### Records for this task
____

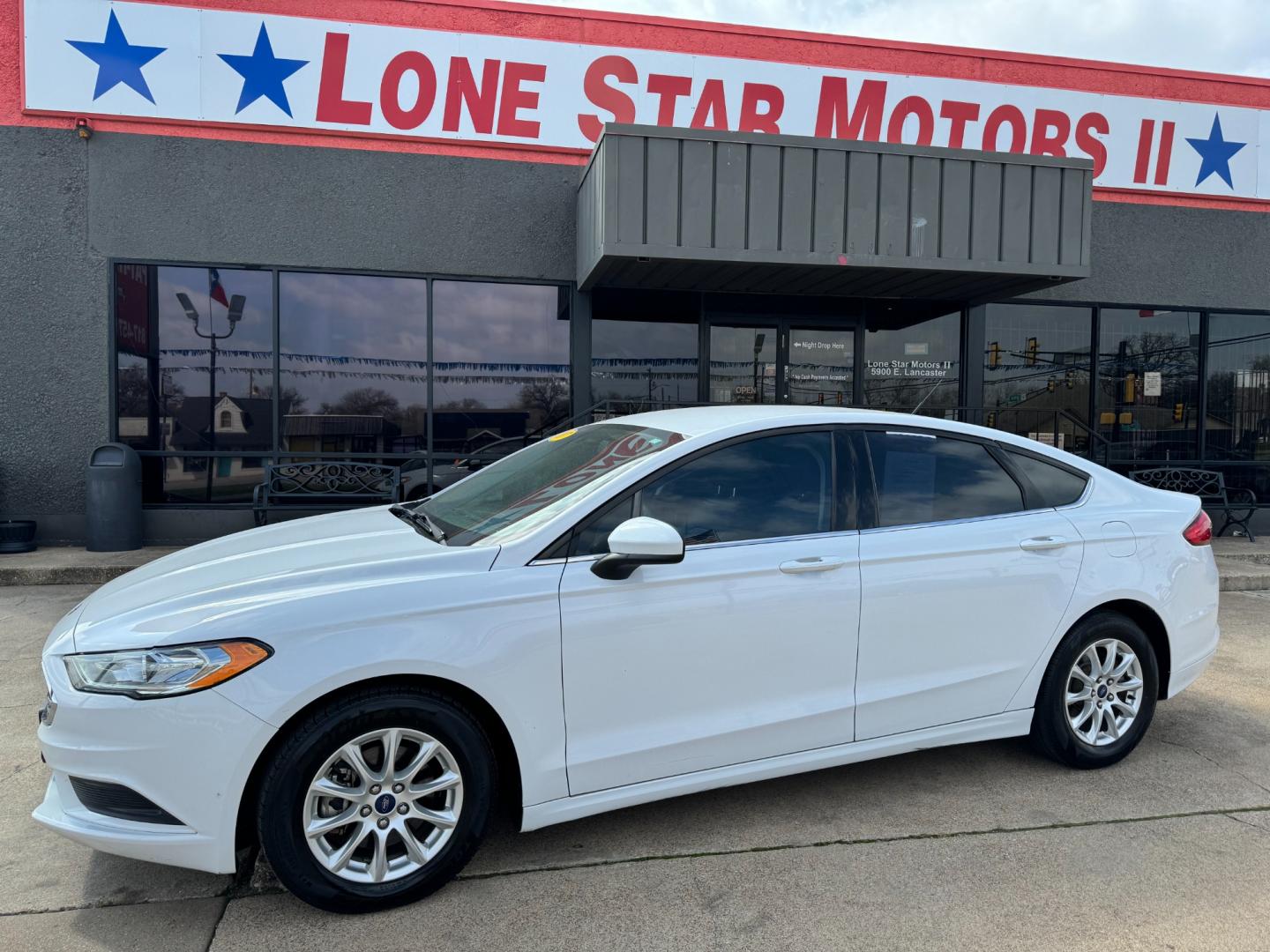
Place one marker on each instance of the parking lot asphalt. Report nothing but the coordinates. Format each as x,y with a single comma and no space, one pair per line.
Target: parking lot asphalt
977,845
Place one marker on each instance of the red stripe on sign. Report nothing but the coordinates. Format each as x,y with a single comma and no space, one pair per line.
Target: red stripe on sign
1145,136
1166,152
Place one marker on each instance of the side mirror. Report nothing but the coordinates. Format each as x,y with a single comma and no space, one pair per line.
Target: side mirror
638,542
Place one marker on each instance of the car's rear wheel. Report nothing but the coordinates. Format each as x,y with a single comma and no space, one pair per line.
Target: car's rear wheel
1099,693
376,800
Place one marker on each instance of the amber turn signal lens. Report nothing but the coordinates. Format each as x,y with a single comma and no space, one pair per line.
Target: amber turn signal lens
243,655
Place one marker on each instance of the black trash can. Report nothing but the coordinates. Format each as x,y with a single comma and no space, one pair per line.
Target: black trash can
113,499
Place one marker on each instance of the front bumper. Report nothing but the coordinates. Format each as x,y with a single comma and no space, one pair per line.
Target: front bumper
190,755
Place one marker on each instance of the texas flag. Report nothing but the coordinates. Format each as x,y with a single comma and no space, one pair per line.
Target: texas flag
215,290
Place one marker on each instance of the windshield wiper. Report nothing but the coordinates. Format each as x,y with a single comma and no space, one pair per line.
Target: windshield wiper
419,522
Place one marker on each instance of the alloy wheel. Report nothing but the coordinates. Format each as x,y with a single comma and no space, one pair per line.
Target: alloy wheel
1104,692
383,805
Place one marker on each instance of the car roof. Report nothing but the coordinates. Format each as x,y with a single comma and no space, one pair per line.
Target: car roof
733,419
704,420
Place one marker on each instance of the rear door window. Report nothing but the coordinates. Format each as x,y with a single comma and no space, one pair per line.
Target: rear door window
923,479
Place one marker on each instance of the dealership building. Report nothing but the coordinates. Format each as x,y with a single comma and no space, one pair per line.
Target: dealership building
260,231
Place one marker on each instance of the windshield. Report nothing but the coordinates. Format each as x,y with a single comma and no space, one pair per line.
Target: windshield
521,492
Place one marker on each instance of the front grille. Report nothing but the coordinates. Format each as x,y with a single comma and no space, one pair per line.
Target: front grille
121,802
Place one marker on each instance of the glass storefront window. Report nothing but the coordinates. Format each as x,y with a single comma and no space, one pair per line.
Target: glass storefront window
354,363
641,365
501,362
1035,365
1148,383
1237,424
195,349
912,361
743,365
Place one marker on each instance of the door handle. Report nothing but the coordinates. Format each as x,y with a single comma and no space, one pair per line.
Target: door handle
811,564
1039,544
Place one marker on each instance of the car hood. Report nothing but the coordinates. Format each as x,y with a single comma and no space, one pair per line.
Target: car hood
211,589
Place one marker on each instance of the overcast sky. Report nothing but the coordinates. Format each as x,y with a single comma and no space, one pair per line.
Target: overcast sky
1218,36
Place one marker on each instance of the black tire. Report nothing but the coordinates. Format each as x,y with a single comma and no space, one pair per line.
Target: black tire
1052,734
285,786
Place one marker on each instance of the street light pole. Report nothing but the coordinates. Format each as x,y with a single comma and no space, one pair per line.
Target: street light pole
235,315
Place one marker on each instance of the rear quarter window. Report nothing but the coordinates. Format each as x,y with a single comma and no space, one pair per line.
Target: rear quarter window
1057,485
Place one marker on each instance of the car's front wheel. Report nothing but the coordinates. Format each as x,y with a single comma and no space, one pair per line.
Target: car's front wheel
376,800
1099,693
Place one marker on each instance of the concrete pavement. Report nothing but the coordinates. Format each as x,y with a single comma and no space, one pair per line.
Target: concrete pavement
983,845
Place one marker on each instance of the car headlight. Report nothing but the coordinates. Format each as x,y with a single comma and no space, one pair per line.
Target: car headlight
161,672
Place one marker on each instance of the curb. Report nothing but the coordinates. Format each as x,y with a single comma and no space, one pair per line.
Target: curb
63,576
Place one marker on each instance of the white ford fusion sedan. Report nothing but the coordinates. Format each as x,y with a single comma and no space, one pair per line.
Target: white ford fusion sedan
629,611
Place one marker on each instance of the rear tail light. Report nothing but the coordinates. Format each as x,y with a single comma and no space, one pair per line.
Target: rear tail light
1200,531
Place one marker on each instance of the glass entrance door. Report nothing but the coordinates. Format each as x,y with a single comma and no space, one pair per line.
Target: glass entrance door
819,366
781,362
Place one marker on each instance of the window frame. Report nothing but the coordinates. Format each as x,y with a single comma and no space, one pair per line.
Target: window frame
843,517
276,453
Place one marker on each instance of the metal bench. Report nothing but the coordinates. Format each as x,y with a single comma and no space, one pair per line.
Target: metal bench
323,487
1212,490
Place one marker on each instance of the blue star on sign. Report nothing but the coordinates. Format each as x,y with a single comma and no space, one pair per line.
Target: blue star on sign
1215,153
263,74
117,60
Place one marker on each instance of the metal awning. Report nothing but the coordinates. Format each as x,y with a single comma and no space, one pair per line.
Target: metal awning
755,212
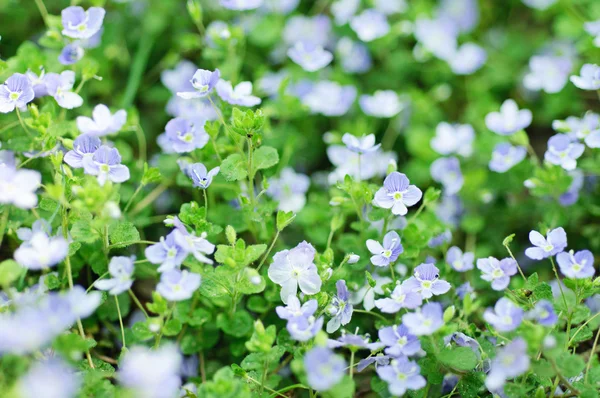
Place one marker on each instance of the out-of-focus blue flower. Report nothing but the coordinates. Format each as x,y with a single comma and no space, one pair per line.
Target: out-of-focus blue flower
589,77
167,253
447,172
289,190
311,57
509,120
16,92
578,265
80,24
177,285
387,253
51,378
397,194
329,98
458,260
121,269
402,297
554,243
102,121
563,152
425,321
399,341
324,369
106,165
370,25
543,313
505,156
467,59
505,317
354,56
18,186
402,375
294,267
549,73
60,87
241,94
453,139
203,82
498,272
510,361
425,280
340,309
151,373
383,103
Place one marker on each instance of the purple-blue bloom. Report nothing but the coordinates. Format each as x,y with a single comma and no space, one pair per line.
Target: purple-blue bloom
83,151
563,152
397,194
177,285
121,270
80,24
399,341
554,243
447,172
425,321
425,281
241,94
203,82
370,25
324,369
458,260
505,156
16,92
294,267
102,122
382,104
401,297
579,265
340,308
589,77
505,317
509,120
310,56
167,253
402,375
106,165
510,362
498,272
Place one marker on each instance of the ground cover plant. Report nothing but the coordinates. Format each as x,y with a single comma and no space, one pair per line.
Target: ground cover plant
285,198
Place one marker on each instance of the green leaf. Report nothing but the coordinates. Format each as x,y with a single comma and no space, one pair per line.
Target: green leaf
123,234
459,358
234,168
265,157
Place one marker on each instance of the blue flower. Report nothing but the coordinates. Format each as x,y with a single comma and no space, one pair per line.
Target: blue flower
340,309
425,321
497,272
203,82
505,317
177,285
554,243
324,369
578,265
402,375
16,92
102,122
80,24
387,253
310,56
505,156
121,269
509,120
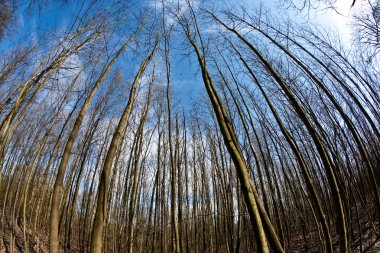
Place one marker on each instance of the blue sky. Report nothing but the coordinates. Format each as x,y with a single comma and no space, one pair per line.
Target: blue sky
186,81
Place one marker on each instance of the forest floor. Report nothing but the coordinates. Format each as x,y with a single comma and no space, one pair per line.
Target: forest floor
13,240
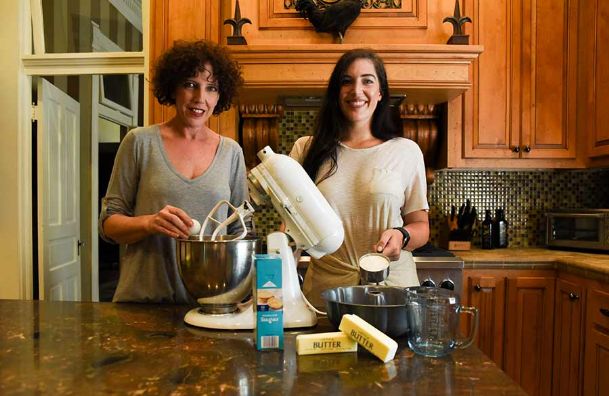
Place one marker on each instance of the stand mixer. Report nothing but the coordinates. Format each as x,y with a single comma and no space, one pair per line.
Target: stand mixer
309,220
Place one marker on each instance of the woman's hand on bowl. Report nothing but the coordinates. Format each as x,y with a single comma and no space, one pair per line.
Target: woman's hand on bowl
390,244
170,221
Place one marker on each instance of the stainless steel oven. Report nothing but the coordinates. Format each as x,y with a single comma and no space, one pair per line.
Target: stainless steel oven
578,229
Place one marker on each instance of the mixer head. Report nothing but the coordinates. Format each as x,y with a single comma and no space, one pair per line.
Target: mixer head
310,220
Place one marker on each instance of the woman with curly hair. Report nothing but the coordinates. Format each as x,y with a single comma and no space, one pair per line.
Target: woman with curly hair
166,175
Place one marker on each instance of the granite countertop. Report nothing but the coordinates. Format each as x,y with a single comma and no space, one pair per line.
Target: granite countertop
595,265
107,348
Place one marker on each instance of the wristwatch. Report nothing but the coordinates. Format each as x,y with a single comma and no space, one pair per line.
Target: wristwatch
405,234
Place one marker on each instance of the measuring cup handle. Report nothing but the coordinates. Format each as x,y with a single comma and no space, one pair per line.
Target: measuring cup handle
460,344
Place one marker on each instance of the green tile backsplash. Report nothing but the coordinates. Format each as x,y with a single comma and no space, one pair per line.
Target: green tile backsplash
524,194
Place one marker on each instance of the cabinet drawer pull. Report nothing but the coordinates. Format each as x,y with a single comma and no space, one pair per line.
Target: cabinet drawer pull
573,296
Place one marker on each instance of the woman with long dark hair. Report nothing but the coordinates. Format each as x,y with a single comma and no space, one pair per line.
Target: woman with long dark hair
373,178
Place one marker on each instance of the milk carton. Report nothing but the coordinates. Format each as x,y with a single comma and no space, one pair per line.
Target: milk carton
268,302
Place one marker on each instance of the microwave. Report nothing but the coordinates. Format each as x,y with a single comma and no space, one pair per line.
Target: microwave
586,229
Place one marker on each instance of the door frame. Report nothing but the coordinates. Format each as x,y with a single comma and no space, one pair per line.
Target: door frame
42,64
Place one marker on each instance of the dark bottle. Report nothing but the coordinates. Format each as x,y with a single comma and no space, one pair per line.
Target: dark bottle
487,231
500,238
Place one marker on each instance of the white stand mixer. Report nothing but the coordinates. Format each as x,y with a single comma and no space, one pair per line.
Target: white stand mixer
309,220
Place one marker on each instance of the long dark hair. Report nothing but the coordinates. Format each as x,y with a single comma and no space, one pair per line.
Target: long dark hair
331,122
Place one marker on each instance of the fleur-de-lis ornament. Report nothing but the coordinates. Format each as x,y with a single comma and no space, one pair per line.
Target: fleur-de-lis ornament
237,23
457,21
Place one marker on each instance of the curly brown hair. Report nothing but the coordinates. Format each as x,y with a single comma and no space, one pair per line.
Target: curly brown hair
185,59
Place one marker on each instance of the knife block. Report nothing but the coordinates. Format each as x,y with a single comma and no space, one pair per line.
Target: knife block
459,245
447,242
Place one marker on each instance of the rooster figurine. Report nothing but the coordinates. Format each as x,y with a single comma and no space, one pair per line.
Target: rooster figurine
335,18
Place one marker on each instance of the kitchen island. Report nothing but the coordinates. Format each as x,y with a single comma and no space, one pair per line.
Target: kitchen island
140,349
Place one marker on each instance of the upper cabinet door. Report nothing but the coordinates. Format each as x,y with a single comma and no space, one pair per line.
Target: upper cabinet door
548,78
523,103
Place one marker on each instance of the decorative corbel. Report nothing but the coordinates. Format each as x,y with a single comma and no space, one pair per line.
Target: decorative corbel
259,128
457,21
237,23
420,124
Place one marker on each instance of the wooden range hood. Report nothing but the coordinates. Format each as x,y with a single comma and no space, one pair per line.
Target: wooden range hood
425,73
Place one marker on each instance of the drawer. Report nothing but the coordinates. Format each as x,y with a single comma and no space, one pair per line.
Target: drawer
598,307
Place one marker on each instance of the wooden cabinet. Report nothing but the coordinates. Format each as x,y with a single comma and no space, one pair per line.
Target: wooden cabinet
529,327
596,357
569,313
593,77
521,110
485,290
516,309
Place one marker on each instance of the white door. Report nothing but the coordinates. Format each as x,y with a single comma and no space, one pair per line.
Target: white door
58,194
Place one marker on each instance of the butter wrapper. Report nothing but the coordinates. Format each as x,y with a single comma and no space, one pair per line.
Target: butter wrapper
311,344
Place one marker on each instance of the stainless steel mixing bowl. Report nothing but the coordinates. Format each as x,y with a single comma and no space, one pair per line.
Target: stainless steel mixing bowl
384,307
218,274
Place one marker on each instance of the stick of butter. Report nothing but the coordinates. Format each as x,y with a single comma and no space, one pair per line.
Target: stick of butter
310,344
368,336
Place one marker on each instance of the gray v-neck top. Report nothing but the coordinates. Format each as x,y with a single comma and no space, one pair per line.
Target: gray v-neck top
143,181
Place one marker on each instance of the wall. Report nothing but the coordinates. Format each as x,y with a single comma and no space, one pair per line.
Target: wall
14,99
525,195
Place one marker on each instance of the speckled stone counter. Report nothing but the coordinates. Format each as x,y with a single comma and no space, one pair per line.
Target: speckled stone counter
105,348
590,265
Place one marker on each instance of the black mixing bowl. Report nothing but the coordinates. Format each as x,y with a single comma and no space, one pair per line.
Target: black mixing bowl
384,307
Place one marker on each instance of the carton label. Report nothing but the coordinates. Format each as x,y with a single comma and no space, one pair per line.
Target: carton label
268,302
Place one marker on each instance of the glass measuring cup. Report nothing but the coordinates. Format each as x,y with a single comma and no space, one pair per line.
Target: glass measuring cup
433,318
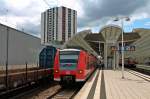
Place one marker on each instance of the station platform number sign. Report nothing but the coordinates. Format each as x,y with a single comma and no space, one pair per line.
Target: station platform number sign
126,48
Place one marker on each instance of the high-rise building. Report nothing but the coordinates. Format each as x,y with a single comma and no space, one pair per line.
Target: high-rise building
58,24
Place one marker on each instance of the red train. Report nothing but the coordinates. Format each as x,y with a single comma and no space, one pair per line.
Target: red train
128,62
73,65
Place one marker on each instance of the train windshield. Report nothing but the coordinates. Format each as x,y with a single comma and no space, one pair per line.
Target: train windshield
68,60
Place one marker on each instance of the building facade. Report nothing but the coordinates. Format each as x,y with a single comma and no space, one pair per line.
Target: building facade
18,48
58,24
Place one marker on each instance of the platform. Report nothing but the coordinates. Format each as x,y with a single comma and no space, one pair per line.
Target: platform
108,84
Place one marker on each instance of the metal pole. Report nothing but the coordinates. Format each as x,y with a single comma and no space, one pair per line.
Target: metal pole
26,72
106,54
7,41
122,50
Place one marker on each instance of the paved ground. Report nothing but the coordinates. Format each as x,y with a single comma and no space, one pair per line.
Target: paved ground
132,87
108,84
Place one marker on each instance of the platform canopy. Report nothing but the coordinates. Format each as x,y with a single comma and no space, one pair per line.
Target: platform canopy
90,41
79,42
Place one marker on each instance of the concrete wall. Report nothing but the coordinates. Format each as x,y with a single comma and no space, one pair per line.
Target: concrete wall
22,47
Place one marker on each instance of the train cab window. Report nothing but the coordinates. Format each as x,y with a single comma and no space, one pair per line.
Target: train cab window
68,60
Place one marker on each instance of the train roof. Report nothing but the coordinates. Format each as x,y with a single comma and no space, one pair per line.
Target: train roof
70,50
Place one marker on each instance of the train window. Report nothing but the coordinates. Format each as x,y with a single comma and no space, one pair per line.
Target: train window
68,59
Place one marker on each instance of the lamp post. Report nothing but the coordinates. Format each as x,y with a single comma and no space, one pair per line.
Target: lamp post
122,44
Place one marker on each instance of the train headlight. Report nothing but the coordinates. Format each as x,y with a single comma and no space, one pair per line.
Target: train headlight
56,71
80,71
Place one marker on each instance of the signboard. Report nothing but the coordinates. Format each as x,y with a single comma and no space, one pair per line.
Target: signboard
126,48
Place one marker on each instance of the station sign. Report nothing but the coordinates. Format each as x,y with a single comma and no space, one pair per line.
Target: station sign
126,48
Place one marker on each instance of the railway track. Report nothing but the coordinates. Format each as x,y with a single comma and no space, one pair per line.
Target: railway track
42,92
141,75
141,70
65,93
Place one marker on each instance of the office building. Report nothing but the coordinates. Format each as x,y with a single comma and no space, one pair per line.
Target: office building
58,24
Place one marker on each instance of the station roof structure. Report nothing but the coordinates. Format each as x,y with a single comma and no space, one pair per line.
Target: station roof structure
90,41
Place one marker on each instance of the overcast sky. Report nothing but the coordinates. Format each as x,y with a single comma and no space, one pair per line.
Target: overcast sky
92,14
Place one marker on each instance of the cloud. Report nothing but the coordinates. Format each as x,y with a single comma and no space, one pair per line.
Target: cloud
102,10
30,27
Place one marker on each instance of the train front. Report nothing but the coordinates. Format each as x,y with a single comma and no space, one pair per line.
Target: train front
65,67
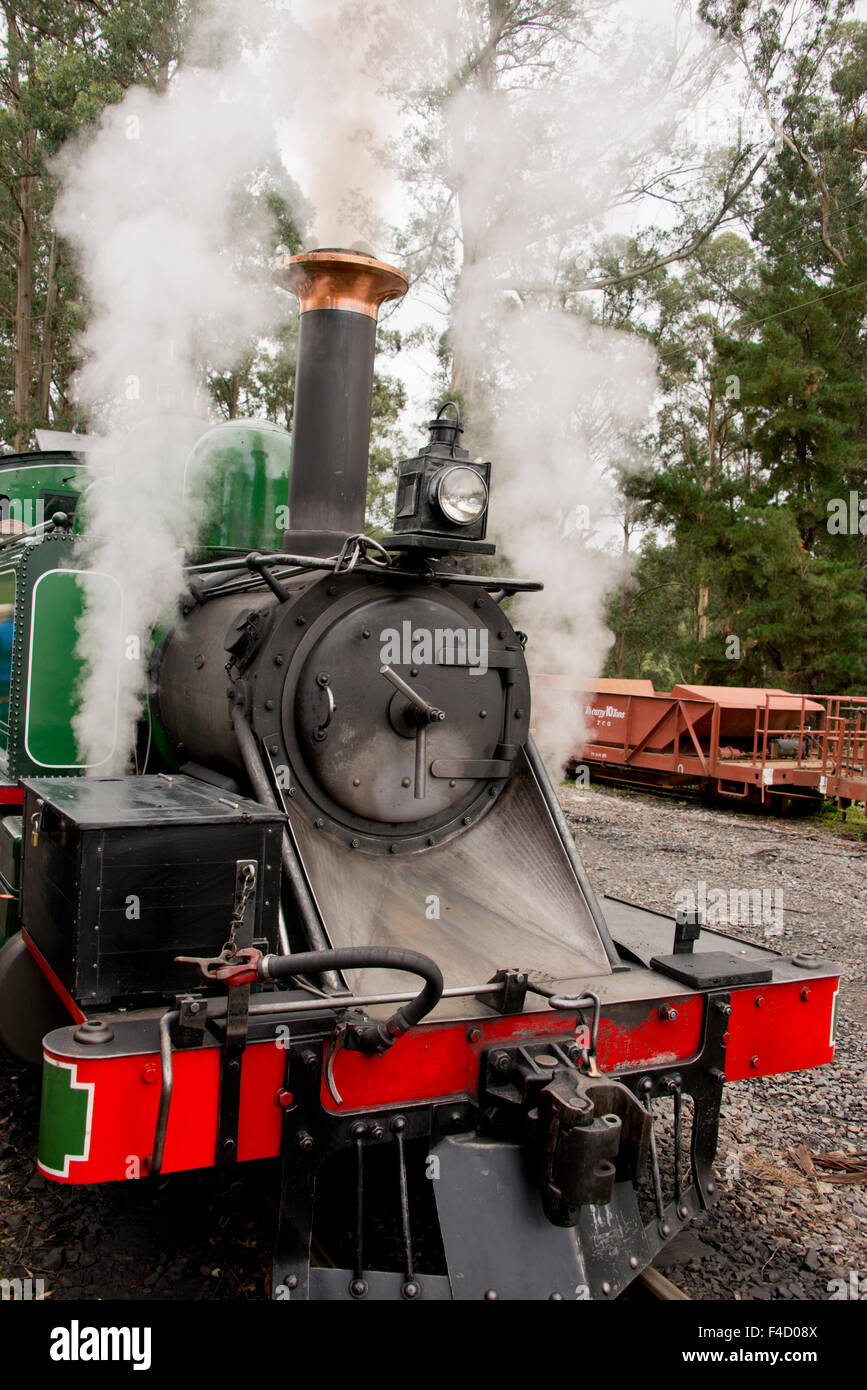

____

Gather every line from the records above that contains the string "forest", and copy each one in full.

Place one marker on each instance of the forest floor. Report nothing but the coordinates. Format each as x,y with a single comma and no space, one pair per line.
Target: forest floor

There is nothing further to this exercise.